◆ **EXCERPT TO READ**:
********************
While the disarmament programme of the ANBP was successful when it came to accounting for and disposing of heavy weaponry (Gossman, 2009, p. 5), it was far less so when it came small arms. Of all weapons registered in the hands of militias, only 56% were returned and disposed of. Of which, most consisted of either old and unserviceable weapons, or cheap Pakistani imitation copies.
Non-compliance at the disarmament stage can somewhat be blamed on the wider context in Afghanistan. The country, traditionally, holds a “strong gun culture” (Muggah & O’Donnell, 2015, p. 7), whereas even non-combatants have access to firearms and use them for to protect their farms, livestock and property. Furthermore, the Afghani borders with Iran and Pakistan are exceptionally porous, meaning there was ample opportunity for combatants to acquire cheap weapons to submit to Disarmament programmes or to quickly replace any weapons disposed of. Ex-combatants were also demotivated to disarm as cash rewards for weapons were either never granted or were misappropriated by commanders.
Further adding to the motivations for non-compliance, an important security dilemma existed for ex-combatants formally enrolled in the ANBP. Many rival militias were not targeted by the program and remained armed. Security Sector Reform lagged behind established targets and Afghanistan had no effective police or army during this time period, as such it was up to ex-combatants to ensure their own personal security.
Mistrust was also an important factor in non-compliance with the disarmament process since “a number of political leaders tried to bolster their position by spreading the word that the entire agreement was designed to allow foreign forces to disarm the mujahidin and then put them on trial” (Gossman, 2009, p. 13). Ethnic tensions played a role as well. Tajik Affiliated Militias suspected the DDR programme was biased in favour of the Pashtun and were, consequently, fearful of disarming. While Uzbek affiliated militias, in the northeast of Afghanistan, feared disarming on suspicions that the programme was biased in favour of Tajiks.
********************
◆ **COLLECTED DATA**:
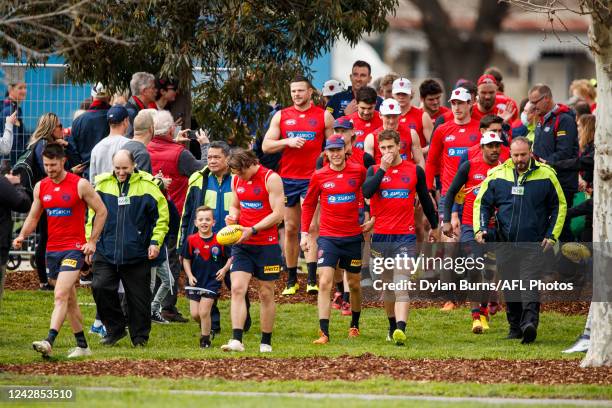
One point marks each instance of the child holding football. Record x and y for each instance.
(205, 263)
********************
◆ **EXERCISE REQUIREMENTS**:
**A.** Check each statement against the passage on disarmament in Afghanistan, answering yes or no and quoting the words that decide it: (i) Fewer than 60% of the weapons registered as held by militias were returned and disposed of. (ii) The program did poorly at accounting for heavy weaponry. (iii) Uzbek-affiliated militias suspected the program favored the Pashtun.
**B.** Carry the passage on disarmament in Afghanistan forward from its last sentence.

◆ **OUTPUTS IN ORDER**:
**A.**
(i) Yes: "Of all weapons registered in the hands of militias, only 56% were returned and disposed of."
(ii) No: "the disarmament programme of the ANBP was successful when it came to accounting for and disposing of heavy weaponry"
(iii) No: "Uzbek affiliated militias, in the northeast of Afghanistan, feared disarming on suspicions that the programme was biased in favour of Tajiks."

**B.**
By and large, the demobilization efforts of the ANBP failed to cut the social links between combatants and commanders. Many militias which were officially demobilized remained in practice, causing multiple security incidents. At the level of high command, non-compliance resulted from a lack of enforcement of demobilization incentives. For instance, many parties managed to circumvent the Political Parties Law, which barred from elections parties associated with militias, with the aim of driving them to demobilize. Moreover, a blind eye was turned to the illegal militias maintained by several commanders granted political posts.
In many cases, reintegration packages reinforced the pre-DDR chain of command rather than weakening it. Literacy courses and vocational training would be hosted in the residences of former high commanders, and business activities would be supported by their patronage and illegal smuggling networks.
Financial demobilization incentives offered for high level commanders were adequate, with Dennys (2005, p. 2) describing them as being even more generous than necessary, as most of them had already enough economic and social capital to ensure successful economic survival. Low and mid-level commanders were not the subjects of the same generous policies, as they were offered the same packages offered to common combatants. This led to lowered incentives for demobilisation, as not only would these mid-level commanders face economic disadvantage by demobilizing and disengaging from their militias, they would also face a loss of social status and prestige. Many former combatants interviewed by Zyck (2009, p. 122) reported perceived loss of prestige, dignity and respect as an obstacle to demobilization.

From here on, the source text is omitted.